WRITTEN INSTRUCTION
Please recast the data below as a numbered list, starting at the line containing "The component shall locate one point per instance of the dark" and ending at the final line of the data, with blank lines left out. Omit the pictures from your list.

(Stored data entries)
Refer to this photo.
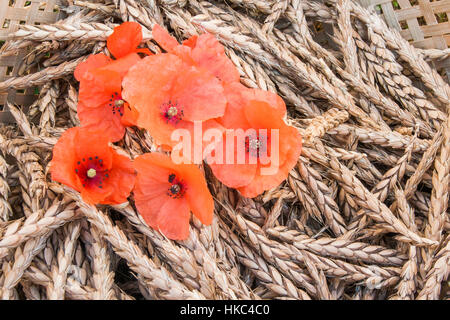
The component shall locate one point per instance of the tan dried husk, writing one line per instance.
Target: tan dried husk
(363, 215)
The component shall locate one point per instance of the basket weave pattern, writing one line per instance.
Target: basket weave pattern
(14, 13)
(422, 22)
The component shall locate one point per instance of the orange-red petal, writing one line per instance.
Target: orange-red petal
(78, 146)
(122, 65)
(125, 39)
(121, 179)
(209, 54)
(200, 200)
(164, 39)
(62, 166)
(103, 120)
(233, 174)
(130, 115)
(173, 219)
(97, 87)
(191, 42)
(199, 94)
(92, 62)
(159, 210)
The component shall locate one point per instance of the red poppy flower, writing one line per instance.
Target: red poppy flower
(166, 193)
(169, 94)
(203, 51)
(239, 95)
(258, 169)
(100, 100)
(83, 160)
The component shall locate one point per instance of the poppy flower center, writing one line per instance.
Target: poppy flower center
(255, 145)
(91, 172)
(116, 103)
(177, 188)
(171, 112)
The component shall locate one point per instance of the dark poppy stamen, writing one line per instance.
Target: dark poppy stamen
(177, 189)
(171, 112)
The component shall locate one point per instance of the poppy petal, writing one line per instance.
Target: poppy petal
(274, 100)
(130, 116)
(155, 166)
(173, 219)
(125, 39)
(191, 42)
(200, 94)
(62, 166)
(209, 54)
(261, 115)
(92, 62)
(123, 64)
(91, 143)
(102, 119)
(164, 39)
(120, 179)
(98, 86)
(236, 96)
(232, 174)
(197, 194)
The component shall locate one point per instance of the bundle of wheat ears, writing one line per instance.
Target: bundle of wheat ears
(363, 215)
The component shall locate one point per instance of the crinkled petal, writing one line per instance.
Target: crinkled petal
(98, 86)
(125, 39)
(210, 55)
(200, 200)
(173, 219)
(164, 39)
(120, 179)
(62, 166)
(103, 120)
(122, 65)
(92, 62)
(199, 94)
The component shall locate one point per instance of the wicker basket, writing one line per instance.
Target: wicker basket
(424, 23)
(419, 21)
(12, 14)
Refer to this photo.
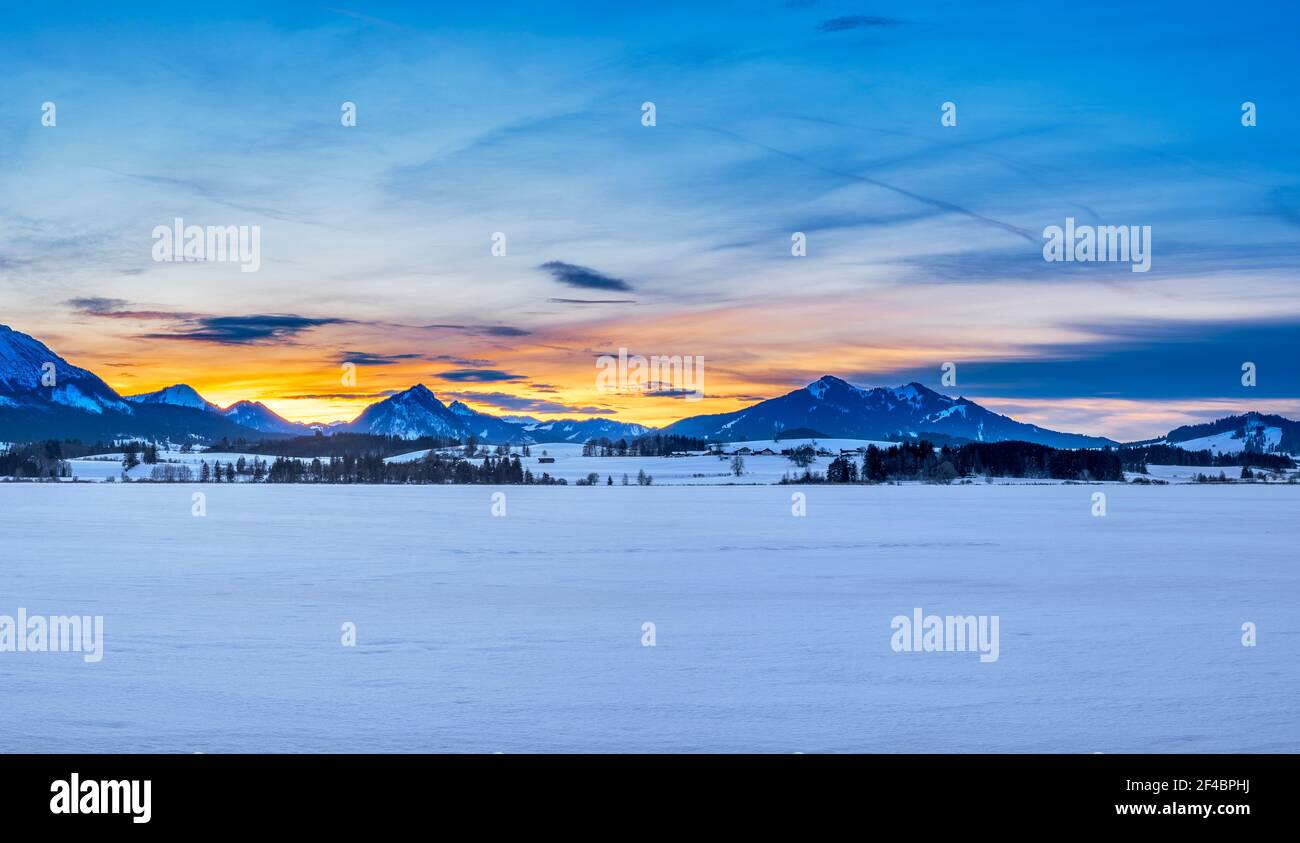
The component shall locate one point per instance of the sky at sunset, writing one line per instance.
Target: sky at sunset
(924, 242)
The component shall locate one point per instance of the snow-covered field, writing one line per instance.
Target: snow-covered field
(524, 632)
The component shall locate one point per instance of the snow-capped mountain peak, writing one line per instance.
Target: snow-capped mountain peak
(30, 374)
(177, 394)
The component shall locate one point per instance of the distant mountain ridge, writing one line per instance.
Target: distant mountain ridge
(841, 410)
(43, 396)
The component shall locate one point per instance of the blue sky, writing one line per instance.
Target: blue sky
(924, 242)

SOLUTION
1. The component shall locate one point per instance of the dark poppy stamen, writing one line per instance.
2. Target: dark poppy stamen
3. (177, 189)
4. (171, 112)
5. The component shall locate one point per instance of the poppy petal, writing one line per instance.
6. Target: poppy petal
7. (274, 100)
8. (130, 116)
9. (155, 166)
10. (173, 219)
11. (125, 39)
12. (191, 42)
13. (200, 94)
14. (62, 166)
15. (209, 54)
16. (261, 115)
17. (92, 62)
18. (123, 64)
19. (91, 143)
20. (102, 119)
21. (164, 39)
22. (120, 179)
23. (98, 86)
24. (236, 96)
25. (232, 174)
26. (197, 194)
27. The component shall locate one point per instance of the bundle of wheat ears, writing one line per instance.
28. Target: bundle of wheat ears
29. (363, 215)
30. The component shall locate one point per instance of the crinkled petal, writing one line per instance.
31. Target: crinkled petal
32. (98, 86)
33. (125, 39)
34. (210, 55)
35. (200, 200)
36. (173, 219)
37. (164, 39)
38. (120, 179)
39. (62, 166)
40. (103, 120)
41. (122, 65)
42. (92, 62)
43. (199, 94)
44. The component shall locate one point per instance of the wicker basket, writing one line per instance.
45. Target: wicker basket
46. (424, 23)
47. (419, 21)
48. (12, 14)
49. Refer to this photo.
50. The component shall locate one point per instance of the sky at sunset, writing one line per instance.
51. Target: sky at sunset
52. (924, 242)
53. The component shall locate one point per instance of the snow-covered field, writing one line per instance.
54. Target: snow-covered field
55. (524, 632)
56. The component shall locate one point per instance of the snow-capped mountain peak, writing one line per instance.
57. Target: snow-capped mountain peak
58. (30, 374)
59. (177, 394)
60. The component shall locate one point per instance of the distant mountain ridge, writing one line per instance.
61. Target: distant mountain ridge
62. (841, 410)
63. (43, 396)
64. The component shall locate one point per instance of the blue sky, writing one line per instance.
65. Target: blue sky
66. (924, 242)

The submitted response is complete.